TASK INSTRUCTIONS:
Output the entries exactly. Start at the first line, finish with the line containing "Target: railroad herald emblem", and omit the pictures.

RECORDS PROVIDED:
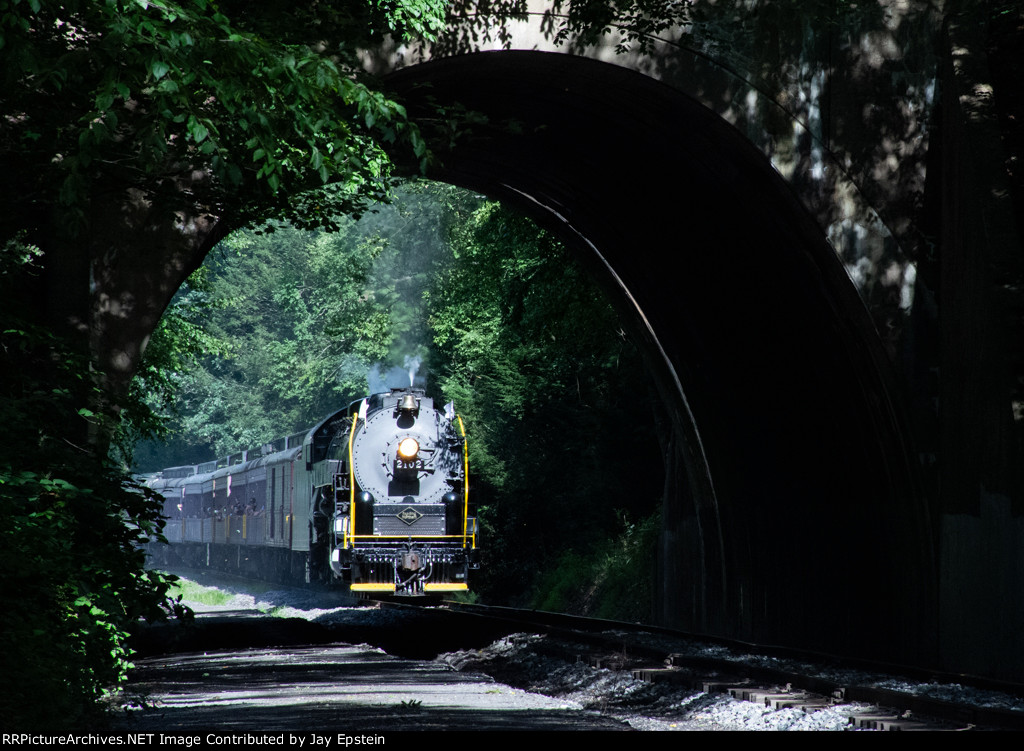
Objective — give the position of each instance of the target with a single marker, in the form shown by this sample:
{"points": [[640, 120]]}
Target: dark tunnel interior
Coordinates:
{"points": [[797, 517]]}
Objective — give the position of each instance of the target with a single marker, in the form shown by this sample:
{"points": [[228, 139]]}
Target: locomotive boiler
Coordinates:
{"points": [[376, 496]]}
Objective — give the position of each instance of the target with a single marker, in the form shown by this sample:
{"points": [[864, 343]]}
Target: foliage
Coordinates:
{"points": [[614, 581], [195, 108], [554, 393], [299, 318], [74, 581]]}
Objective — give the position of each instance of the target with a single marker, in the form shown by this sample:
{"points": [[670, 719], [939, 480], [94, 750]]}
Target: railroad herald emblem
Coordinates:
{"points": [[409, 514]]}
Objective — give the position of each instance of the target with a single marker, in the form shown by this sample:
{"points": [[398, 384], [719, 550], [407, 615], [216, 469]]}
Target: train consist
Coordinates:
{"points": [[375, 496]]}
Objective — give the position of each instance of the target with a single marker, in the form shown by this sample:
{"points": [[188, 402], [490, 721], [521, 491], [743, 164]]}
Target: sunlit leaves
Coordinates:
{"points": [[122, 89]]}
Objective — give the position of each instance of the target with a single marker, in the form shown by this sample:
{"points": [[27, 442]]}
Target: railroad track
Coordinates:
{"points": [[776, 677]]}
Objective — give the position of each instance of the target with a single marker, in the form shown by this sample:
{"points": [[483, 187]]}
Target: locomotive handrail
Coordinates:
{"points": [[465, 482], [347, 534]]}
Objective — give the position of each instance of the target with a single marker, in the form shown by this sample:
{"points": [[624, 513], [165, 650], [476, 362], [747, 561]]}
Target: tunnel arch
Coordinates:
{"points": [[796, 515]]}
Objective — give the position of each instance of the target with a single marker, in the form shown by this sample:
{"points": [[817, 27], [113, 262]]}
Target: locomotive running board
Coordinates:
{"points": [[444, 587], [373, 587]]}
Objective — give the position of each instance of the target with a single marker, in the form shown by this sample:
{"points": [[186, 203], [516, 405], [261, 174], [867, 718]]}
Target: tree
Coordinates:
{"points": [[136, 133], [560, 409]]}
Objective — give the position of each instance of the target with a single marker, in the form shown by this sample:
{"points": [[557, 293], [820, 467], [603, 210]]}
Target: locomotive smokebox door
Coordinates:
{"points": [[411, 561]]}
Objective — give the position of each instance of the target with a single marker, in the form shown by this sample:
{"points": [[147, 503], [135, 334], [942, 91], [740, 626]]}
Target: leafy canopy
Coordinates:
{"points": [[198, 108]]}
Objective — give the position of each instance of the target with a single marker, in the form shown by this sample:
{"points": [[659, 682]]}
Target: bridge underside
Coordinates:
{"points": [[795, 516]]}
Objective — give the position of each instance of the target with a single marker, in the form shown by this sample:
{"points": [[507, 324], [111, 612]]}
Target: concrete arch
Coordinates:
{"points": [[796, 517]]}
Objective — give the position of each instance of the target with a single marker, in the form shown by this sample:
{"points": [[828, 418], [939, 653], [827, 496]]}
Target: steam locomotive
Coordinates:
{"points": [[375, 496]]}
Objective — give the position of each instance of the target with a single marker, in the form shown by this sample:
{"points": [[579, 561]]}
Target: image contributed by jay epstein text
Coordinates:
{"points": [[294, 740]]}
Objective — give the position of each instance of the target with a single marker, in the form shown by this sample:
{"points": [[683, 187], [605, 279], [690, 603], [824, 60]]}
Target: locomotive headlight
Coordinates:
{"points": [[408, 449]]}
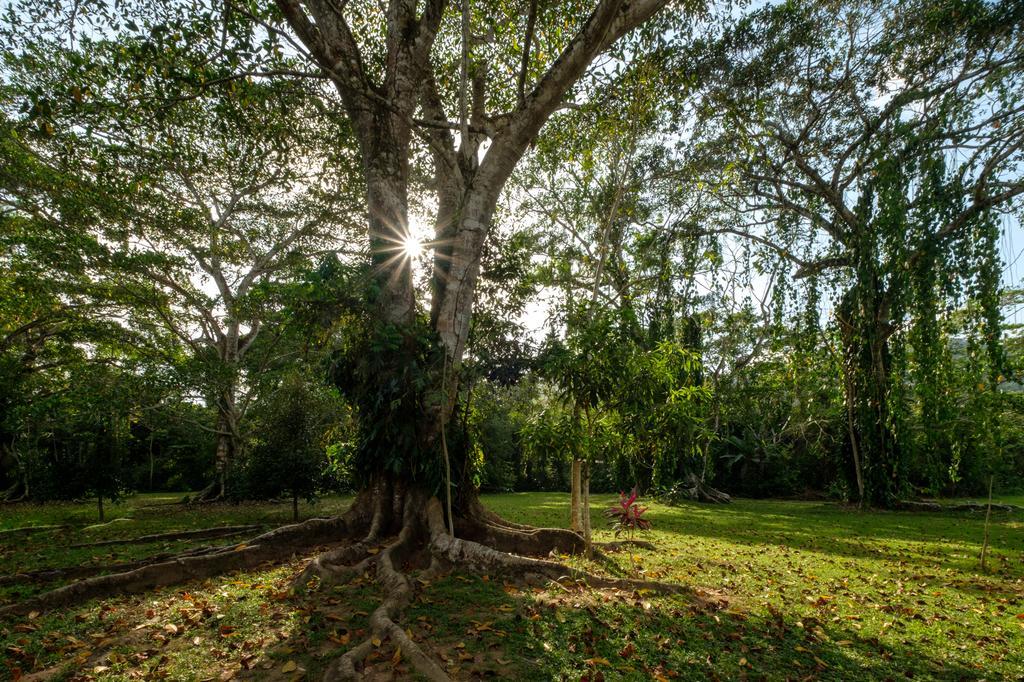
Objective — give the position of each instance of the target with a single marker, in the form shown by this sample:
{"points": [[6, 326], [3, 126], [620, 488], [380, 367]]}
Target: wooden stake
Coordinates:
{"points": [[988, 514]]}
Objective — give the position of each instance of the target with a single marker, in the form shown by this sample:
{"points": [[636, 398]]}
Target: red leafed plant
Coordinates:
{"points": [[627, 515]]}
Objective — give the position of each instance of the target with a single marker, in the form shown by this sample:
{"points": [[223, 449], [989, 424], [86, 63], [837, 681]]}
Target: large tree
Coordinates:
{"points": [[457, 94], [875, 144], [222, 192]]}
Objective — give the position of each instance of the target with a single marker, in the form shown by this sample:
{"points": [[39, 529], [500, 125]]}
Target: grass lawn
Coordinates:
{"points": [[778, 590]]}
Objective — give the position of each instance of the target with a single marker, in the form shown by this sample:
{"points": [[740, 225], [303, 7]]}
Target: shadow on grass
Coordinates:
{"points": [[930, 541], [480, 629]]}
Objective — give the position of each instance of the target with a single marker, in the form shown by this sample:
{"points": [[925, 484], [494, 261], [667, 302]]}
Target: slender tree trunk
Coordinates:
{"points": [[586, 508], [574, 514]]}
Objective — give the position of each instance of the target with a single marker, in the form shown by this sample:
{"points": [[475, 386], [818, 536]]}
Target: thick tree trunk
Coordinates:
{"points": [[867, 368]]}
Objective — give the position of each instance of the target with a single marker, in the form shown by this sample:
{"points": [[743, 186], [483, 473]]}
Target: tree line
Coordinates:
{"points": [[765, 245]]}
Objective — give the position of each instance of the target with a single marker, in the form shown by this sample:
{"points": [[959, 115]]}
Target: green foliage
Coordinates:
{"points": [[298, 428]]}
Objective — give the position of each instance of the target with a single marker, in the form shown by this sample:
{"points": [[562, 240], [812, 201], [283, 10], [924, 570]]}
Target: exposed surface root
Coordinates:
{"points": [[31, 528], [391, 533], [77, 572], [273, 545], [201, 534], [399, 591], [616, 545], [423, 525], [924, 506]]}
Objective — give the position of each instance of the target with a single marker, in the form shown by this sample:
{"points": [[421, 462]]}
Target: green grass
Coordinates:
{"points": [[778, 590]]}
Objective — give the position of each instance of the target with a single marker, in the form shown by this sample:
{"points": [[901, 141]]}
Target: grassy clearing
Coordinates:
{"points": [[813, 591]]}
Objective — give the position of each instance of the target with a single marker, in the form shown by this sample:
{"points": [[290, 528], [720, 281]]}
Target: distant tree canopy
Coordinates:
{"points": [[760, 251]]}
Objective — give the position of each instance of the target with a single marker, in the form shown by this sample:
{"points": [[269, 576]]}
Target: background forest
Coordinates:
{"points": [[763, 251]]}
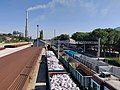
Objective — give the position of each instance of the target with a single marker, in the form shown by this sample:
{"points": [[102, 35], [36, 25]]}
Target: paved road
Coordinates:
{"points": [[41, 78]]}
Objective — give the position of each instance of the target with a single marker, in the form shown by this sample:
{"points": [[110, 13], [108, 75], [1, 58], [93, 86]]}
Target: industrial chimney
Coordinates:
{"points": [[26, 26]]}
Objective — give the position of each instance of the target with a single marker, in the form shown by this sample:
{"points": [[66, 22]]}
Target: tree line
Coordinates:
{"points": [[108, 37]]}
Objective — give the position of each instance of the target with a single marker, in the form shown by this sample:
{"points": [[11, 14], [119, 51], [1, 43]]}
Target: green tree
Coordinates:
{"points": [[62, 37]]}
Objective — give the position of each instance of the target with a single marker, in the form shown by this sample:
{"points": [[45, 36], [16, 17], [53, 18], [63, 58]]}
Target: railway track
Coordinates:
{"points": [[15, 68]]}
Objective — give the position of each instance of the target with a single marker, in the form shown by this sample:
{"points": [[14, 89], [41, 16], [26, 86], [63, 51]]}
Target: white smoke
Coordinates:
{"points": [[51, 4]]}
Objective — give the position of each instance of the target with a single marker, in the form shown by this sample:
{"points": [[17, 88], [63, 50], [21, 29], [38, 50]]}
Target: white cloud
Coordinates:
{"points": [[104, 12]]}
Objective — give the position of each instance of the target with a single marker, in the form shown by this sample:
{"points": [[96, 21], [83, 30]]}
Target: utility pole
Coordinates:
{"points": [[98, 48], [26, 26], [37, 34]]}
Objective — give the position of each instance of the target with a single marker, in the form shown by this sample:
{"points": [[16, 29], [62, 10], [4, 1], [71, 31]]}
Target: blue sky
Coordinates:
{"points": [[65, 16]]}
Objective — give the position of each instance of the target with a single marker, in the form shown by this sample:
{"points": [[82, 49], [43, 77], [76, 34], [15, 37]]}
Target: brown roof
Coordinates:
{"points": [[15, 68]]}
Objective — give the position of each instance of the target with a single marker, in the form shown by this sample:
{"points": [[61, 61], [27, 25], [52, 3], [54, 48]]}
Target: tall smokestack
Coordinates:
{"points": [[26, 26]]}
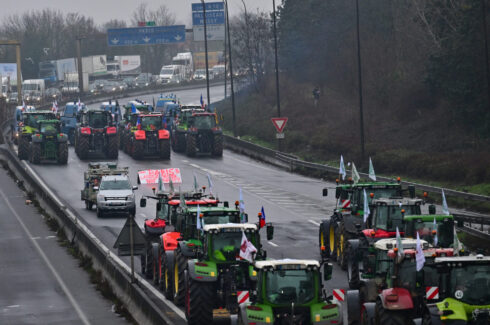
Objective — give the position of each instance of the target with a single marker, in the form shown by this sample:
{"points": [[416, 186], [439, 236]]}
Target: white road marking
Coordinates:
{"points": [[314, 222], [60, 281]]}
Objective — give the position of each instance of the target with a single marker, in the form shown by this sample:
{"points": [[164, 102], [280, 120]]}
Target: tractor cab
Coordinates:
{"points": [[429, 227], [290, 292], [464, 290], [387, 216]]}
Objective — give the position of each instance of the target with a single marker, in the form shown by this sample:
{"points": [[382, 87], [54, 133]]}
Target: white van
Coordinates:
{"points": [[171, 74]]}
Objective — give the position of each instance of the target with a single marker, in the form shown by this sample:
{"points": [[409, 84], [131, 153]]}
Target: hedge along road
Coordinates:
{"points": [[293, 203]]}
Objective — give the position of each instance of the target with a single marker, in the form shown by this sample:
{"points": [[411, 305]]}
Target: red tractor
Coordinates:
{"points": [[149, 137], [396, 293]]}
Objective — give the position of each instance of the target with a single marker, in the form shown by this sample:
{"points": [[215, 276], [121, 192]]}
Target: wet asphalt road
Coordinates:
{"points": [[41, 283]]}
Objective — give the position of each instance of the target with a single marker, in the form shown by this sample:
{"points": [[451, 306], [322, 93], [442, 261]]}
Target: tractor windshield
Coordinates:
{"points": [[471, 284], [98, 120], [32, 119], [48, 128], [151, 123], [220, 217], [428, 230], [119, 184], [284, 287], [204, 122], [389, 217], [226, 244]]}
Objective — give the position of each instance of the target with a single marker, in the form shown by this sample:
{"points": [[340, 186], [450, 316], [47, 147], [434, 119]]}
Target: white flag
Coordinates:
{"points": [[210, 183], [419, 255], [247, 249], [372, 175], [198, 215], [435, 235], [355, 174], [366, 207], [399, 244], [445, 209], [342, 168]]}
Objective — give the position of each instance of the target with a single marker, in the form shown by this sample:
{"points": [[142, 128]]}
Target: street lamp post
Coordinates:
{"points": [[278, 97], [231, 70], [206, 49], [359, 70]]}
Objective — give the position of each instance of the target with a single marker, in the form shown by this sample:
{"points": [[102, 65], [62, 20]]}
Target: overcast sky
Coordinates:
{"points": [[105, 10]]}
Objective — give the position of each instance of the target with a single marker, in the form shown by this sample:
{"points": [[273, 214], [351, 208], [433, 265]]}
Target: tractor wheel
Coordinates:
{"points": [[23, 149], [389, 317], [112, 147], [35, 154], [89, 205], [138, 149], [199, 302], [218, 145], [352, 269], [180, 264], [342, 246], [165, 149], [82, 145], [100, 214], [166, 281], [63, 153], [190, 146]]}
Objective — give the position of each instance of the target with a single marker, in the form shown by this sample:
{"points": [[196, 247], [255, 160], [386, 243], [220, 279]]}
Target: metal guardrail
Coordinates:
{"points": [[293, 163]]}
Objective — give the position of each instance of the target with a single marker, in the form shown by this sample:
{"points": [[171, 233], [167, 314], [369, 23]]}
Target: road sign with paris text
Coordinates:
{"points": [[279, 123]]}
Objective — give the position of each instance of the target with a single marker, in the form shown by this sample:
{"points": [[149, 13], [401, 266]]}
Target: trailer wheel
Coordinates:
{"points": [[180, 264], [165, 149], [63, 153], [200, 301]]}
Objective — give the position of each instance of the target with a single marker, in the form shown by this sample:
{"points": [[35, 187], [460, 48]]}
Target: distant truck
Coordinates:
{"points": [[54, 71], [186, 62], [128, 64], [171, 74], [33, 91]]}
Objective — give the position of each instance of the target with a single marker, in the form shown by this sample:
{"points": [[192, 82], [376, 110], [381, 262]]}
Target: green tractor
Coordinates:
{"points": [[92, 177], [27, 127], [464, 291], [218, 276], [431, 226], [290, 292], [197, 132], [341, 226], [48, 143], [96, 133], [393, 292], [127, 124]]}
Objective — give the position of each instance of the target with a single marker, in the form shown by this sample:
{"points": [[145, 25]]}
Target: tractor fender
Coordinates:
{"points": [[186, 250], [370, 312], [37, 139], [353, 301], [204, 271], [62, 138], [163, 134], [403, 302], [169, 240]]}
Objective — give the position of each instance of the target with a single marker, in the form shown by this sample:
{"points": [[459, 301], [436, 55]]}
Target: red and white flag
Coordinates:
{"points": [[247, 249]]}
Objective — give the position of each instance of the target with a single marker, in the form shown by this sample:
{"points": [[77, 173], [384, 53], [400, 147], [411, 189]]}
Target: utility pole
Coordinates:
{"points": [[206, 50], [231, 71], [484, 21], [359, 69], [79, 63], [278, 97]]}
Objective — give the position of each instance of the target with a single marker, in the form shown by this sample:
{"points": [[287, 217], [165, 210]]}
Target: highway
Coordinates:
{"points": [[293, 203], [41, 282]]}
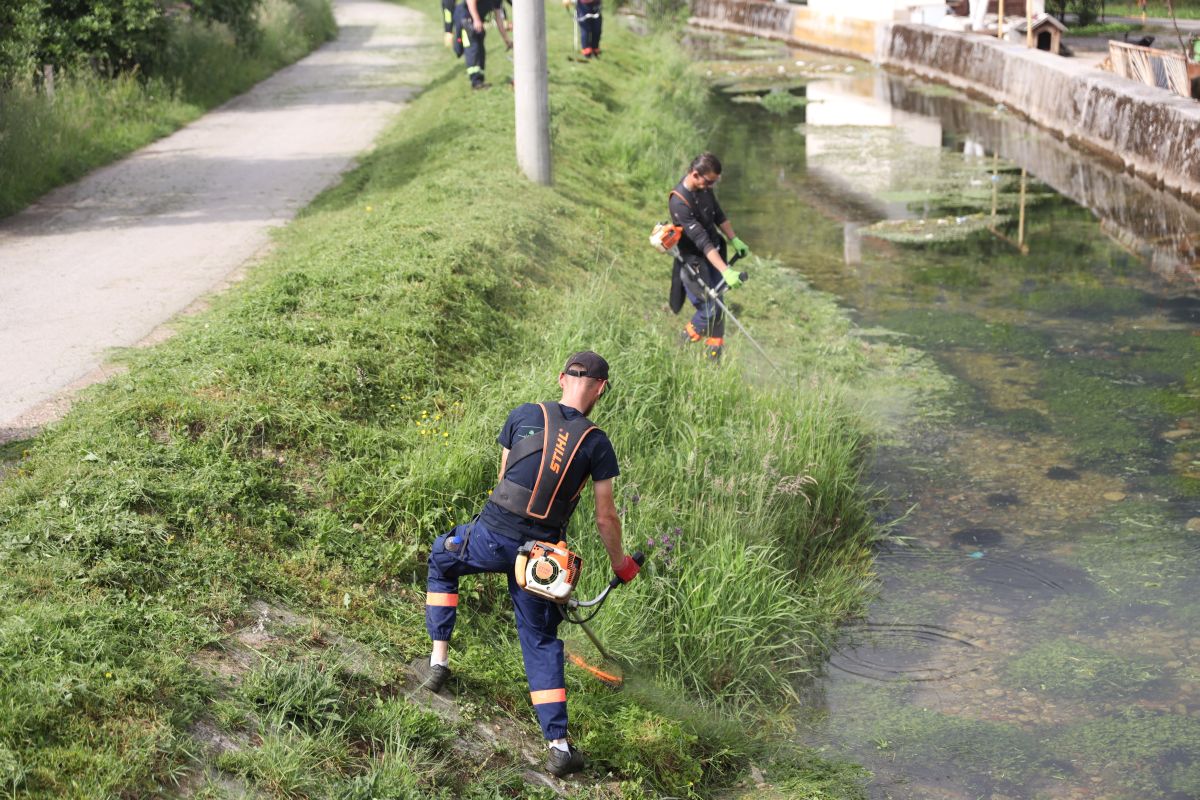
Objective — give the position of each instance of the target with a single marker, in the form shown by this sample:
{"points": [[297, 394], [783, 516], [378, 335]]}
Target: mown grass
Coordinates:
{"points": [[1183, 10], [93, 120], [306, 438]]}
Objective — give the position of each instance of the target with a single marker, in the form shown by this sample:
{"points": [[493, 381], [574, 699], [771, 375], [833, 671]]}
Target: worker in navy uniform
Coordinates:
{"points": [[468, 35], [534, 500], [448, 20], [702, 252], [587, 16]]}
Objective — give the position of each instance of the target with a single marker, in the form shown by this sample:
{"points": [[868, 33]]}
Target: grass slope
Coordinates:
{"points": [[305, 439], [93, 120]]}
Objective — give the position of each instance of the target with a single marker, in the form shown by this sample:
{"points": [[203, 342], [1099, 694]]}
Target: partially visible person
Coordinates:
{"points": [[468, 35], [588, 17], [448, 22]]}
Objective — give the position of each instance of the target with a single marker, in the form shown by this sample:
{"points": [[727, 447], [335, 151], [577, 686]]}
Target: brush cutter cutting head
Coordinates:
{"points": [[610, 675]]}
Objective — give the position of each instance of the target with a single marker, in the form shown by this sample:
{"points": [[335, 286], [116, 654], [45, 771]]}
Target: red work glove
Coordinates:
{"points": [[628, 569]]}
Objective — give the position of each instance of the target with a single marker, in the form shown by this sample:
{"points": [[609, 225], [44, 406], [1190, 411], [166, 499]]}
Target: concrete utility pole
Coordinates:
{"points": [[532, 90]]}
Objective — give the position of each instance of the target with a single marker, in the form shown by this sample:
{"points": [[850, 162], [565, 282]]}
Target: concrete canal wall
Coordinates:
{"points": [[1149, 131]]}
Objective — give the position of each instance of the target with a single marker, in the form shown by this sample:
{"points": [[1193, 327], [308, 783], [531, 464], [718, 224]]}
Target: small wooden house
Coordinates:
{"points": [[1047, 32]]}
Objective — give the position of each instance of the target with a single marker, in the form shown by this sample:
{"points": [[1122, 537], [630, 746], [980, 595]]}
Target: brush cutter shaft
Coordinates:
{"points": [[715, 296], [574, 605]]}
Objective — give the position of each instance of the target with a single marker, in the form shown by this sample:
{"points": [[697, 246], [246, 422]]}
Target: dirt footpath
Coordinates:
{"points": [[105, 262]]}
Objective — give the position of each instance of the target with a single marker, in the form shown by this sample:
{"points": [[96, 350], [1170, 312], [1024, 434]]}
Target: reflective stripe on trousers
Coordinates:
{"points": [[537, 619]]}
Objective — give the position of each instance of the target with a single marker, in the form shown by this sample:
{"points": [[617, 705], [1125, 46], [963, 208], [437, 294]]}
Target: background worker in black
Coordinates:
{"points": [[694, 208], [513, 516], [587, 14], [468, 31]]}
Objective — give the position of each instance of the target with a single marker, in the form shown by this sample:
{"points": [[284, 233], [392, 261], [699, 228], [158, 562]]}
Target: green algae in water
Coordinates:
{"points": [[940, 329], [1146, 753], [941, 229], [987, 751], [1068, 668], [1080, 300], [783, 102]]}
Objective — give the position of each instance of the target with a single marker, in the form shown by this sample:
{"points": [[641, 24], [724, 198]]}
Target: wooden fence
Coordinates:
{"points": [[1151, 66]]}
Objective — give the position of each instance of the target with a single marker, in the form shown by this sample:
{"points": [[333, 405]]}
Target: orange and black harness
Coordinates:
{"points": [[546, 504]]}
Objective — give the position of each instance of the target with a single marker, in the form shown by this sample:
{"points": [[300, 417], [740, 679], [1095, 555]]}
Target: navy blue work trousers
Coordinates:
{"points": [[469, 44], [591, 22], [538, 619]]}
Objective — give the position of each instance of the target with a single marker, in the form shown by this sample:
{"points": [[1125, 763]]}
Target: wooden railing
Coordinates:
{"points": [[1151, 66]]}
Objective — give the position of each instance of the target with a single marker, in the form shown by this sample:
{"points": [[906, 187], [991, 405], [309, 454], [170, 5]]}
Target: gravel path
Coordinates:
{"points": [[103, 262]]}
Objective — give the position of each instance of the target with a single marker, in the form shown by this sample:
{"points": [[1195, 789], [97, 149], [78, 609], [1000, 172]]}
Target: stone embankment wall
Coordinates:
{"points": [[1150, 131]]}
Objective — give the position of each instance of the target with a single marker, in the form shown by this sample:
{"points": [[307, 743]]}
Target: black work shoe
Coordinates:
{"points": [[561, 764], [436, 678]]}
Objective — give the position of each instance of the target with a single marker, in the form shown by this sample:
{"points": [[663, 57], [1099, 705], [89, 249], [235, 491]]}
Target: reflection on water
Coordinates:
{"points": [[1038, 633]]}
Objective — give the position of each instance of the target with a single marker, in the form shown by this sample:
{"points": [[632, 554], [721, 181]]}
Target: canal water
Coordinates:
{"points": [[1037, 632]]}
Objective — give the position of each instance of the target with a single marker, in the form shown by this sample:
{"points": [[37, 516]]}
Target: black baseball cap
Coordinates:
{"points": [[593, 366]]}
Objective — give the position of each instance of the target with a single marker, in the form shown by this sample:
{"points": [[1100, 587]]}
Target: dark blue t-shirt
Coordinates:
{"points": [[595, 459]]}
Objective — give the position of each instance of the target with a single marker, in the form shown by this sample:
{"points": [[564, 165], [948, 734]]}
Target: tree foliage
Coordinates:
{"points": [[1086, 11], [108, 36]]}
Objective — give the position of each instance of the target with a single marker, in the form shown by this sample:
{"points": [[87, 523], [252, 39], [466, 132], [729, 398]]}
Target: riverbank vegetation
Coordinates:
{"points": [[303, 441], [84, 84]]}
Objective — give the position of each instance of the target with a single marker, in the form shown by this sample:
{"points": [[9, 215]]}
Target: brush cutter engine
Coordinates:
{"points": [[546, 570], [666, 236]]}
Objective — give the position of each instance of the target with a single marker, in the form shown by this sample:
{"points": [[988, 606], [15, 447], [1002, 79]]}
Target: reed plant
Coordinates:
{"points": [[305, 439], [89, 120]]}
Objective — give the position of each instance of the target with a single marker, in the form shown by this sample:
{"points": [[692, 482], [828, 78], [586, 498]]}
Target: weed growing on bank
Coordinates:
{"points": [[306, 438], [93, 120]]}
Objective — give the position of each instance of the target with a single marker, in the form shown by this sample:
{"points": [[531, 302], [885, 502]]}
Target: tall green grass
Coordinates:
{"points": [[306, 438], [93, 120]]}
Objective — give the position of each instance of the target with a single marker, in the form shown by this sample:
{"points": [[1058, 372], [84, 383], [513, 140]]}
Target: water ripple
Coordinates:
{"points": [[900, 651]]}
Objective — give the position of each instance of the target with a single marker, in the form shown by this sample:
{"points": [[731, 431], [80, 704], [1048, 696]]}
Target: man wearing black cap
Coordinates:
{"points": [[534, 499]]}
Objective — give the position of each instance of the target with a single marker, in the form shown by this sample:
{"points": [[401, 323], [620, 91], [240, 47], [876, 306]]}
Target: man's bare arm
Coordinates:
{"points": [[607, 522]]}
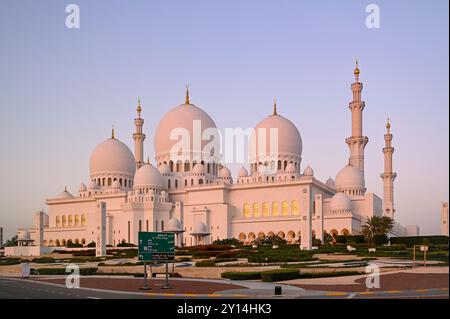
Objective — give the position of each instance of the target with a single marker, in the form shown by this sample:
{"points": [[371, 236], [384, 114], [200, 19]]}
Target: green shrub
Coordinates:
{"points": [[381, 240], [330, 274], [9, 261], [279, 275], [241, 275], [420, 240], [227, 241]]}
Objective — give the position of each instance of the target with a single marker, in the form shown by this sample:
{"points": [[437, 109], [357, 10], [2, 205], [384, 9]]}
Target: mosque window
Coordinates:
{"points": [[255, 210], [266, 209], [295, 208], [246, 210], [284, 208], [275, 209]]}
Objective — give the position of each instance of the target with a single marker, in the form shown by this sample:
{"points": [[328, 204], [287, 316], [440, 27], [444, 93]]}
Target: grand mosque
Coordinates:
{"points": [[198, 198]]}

WRITTEN ANSWER:
Objective — give the position of each instance of the target with a single marker, in the form shown by this sample:
{"points": [[640, 120]]}
Target: dark tunnel interior
Coordinates:
{"points": [[797, 517]]}
Objective — give the position of each instance of the target with a single marker, in the form shown by this sample:
{"points": [[228, 139]]}
Target: locomotive boiler
Coordinates:
{"points": [[376, 496]]}
Objective — give the position of each instance of the target with a single marker, in the form shown by this sample:
{"points": [[864, 343]]}
Target: foliage
Coordinates:
{"points": [[614, 581], [195, 108], [554, 393], [299, 318], [74, 581]]}
Objective — give the position of each instance of the target with a single marker, in the form shown by this sample:
{"points": [[670, 719], [939, 480], [94, 750]]}
Target: railroad herald emblem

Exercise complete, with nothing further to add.